» What needs to be done:
Could you repeat the records below exactly as written?

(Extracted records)

== == ==

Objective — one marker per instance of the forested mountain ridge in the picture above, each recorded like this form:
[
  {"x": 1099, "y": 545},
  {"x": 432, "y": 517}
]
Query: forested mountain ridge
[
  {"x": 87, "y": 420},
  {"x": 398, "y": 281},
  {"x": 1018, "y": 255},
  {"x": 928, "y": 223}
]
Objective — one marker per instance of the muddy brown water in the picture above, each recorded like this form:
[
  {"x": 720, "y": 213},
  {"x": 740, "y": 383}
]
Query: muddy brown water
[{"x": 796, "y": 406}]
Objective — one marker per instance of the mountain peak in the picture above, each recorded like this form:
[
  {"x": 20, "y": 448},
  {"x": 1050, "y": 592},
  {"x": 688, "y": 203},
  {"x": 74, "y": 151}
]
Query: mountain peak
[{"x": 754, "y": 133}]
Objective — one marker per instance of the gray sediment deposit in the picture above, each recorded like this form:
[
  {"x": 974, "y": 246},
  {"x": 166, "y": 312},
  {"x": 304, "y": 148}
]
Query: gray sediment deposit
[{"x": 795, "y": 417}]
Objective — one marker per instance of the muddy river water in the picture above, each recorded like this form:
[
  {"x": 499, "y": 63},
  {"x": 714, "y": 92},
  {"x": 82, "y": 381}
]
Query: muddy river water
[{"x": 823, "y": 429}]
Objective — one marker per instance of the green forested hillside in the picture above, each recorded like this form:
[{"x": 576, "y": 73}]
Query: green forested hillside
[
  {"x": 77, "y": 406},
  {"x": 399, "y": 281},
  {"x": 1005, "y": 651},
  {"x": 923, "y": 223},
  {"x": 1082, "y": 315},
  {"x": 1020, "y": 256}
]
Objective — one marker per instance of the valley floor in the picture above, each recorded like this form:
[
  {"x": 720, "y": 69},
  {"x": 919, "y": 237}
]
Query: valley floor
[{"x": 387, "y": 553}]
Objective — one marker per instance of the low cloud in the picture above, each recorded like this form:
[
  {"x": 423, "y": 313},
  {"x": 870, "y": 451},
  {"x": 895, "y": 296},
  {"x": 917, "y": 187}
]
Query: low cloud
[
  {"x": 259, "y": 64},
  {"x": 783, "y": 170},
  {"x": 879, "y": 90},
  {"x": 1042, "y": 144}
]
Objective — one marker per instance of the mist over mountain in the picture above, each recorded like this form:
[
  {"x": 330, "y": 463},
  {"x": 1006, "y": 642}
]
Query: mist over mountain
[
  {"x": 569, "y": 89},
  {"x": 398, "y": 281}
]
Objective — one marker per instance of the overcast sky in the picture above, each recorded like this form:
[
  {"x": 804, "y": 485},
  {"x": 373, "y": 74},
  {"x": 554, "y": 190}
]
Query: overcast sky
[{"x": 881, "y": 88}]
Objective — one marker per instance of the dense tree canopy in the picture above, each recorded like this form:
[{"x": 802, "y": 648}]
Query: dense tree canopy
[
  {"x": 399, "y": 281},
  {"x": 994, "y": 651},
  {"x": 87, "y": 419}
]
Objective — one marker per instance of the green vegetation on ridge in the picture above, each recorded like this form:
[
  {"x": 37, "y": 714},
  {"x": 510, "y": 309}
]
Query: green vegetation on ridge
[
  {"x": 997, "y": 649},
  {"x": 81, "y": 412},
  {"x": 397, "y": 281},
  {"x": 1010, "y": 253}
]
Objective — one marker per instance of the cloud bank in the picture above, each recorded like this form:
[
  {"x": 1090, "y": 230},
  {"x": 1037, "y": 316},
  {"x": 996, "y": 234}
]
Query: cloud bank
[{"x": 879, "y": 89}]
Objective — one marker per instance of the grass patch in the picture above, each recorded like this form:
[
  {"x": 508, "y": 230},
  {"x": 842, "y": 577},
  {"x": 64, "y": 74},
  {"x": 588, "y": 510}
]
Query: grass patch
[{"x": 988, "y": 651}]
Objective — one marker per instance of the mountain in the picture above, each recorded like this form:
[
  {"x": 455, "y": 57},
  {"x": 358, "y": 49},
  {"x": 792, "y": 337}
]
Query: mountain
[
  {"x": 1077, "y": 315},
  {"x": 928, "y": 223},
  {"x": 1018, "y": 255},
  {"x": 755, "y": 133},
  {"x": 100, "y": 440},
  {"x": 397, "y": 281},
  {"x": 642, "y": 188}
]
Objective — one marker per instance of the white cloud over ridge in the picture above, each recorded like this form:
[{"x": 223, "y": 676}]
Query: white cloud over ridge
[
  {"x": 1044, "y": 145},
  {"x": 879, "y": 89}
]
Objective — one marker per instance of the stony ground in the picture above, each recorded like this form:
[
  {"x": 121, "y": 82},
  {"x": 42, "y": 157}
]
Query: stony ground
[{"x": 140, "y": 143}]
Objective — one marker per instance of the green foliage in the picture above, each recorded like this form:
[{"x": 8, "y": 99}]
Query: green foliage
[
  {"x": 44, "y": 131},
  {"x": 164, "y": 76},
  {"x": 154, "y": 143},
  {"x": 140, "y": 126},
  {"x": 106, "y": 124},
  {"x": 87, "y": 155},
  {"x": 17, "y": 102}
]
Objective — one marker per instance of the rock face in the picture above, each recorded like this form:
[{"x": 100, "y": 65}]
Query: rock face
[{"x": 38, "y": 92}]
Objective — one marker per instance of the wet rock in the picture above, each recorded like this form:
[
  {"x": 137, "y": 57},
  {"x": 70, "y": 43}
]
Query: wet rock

== == ==

» Task response:
Objective — one marker per instance of the forested mountain ridge in the picture above, each recorded like this form:
[
  {"x": 1099, "y": 545},
  {"x": 432, "y": 517}
]
Query: forested mountain ridge
[
  {"x": 87, "y": 420},
  {"x": 398, "y": 281},
  {"x": 1018, "y": 255},
  {"x": 928, "y": 223}
]
Objective — one marker per instance of the muddy brown water in the picture above, each recorded like this form:
[
  {"x": 720, "y": 213},
  {"x": 740, "y": 383}
]
Query: muddy brown water
[{"x": 796, "y": 406}]
Objective — one marker per instance of the mountain peak in the picture above, each recorded like this form:
[
  {"x": 20, "y": 448},
  {"x": 1050, "y": 592},
  {"x": 688, "y": 203},
  {"x": 74, "y": 151}
]
Query: mountain peak
[{"x": 754, "y": 133}]
Objective — one marker per instance of the gray sediment deposit in the picture above, each recorded like this form:
[
  {"x": 974, "y": 246},
  {"x": 166, "y": 312},
  {"x": 304, "y": 148}
]
Query: gray sediment deposit
[{"x": 795, "y": 417}]
Objective — one marker per instance of the muddy river water in the picture above, each recorded like this form:
[
  {"x": 499, "y": 63},
  {"x": 714, "y": 92},
  {"x": 82, "y": 381}
]
Query: muddy river water
[{"x": 823, "y": 429}]
Objective — one marker per instance of the green forested hillside in the picture above, each recorded like this form:
[{"x": 576, "y": 73}]
Query: green forested hillside
[
  {"x": 77, "y": 406},
  {"x": 399, "y": 281},
  {"x": 1005, "y": 651},
  {"x": 923, "y": 223},
  {"x": 1082, "y": 315},
  {"x": 1020, "y": 256}
]
Objective — one marker per instance of the valley floor in the picture above, each recorded like this form:
[
  {"x": 720, "y": 69},
  {"x": 919, "y": 237}
]
Query: valley floor
[{"x": 387, "y": 553}]
Objective — one marker per instance of the low cloud in the picture above, each recorded like this form:
[
  {"x": 423, "y": 313},
  {"x": 870, "y": 451},
  {"x": 895, "y": 296},
  {"x": 917, "y": 187}
]
Query: low cloud
[
  {"x": 259, "y": 64},
  {"x": 783, "y": 170},
  {"x": 879, "y": 90},
  {"x": 1042, "y": 144}
]
Objective — one marker per instance of the mist over mountain in the picture above, each recorded like this form:
[
  {"x": 330, "y": 463},
  {"x": 1006, "y": 642}
]
Query: mist over mountain
[
  {"x": 569, "y": 89},
  {"x": 398, "y": 281}
]
Objective — one marker per instance of the overcast sky in the picture above, each recorded like this form:
[
  {"x": 804, "y": 485},
  {"x": 373, "y": 74},
  {"x": 554, "y": 190}
]
Query: overcast sky
[{"x": 881, "y": 88}]
Objective — one marker per instance of the dense tree canopy in the picture above, each recorded like this form:
[{"x": 802, "y": 648}]
Query: dense tree canopy
[
  {"x": 399, "y": 281},
  {"x": 994, "y": 651},
  {"x": 87, "y": 419}
]
Objective — one marker per instance of the green vegetation on ridge in the picture above, each recorded like this form:
[
  {"x": 37, "y": 714},
  {"x": 510, "y": 309}
]
Query: green vegetation on ridge
[
  {"x": 997, "y": 649},
  {"x": 81, "y": 412},
  {"x": 397, "y": 281},
  {"x": 1010, "y": 253}
]
Objective — one marker per instance of the cloud bank in the picture above, each recorded like this form:
[
  {"x": 1090, "y": 230},
  {"x": 1037, "y": 316},
  {"x": 996, "y": 234}
]
Query: cloud bank
[{"x": 879, "y": 89}]
Objective — one marker per instance of the grass patch in the picture above, each recorded like this form:
[
  {"x": 508, "y": 230},
  {"x": 842, "y": 577},
  {"x": 64, "y": 74},
  {"x": 588, "y": 510}
]
Query: grass patch
[{"x": 988, "y": 651}]
Objective — one marker per instance of the mountain in the picture above, each recorded like this form:
[
  {"x": 455, "y": 57},
  {"x": 358, "y": 49},
  {"x": 792, "y": 337}
]
Query: mountain
[
  {"x": 1077, "y": 315},
  {"x": 928, "y": 223},
  {"x": 1018, "y": 255},
  {"x": 755, "y": 133},
  {"x": 100, "y": 440},
  {"x": 397, "y": 281},
  {"x": 642, "y": 188}
]
Objective — one marker per instance of the white cloud over ridge in the picture above, each recorded like this form:
[{"x": 223, "y": 676}]
Query: white cloud over ridge
[
  {"x": 1044, "y": 145},
  {"x": 879, "y": 89}
]
Objective — one marker per instance of the stony ground in the picture above, each recorded like this form:
[
  {"x": 121, "y": 82},
  {"x": 42, "y": 157}
]
Query: stony ground
[{"x": 140, "y": 143}]
Objective — one marker per instance of the green foliage in the picture above, each recorded like this form:
[{"x": 8, "y": 99}]
Query: green foliage
[
  {"x": 44, "y": 131},
  {"x": 164, "y": 76},
  {"x": 154, "y": 143},
  {"x": 140, "y": 126},
  {"x": 106, "y": 124},
  {"x": 87, "y": 155},
  {"x": 17, "y": 102}
]
Objective — one marker per instance of the rock face in the picture above, each recorded like this form:
[{"x": 100, "y": 65}]
Query: rock face
[{"x": 38, "y": 92}]
Objective — one marker per instance of the wet rock in the picture above, each recorded like this form:
[
  {"x": 137, "y": 57},
  {"x": 70, "y": 43}
]
Query: wet rock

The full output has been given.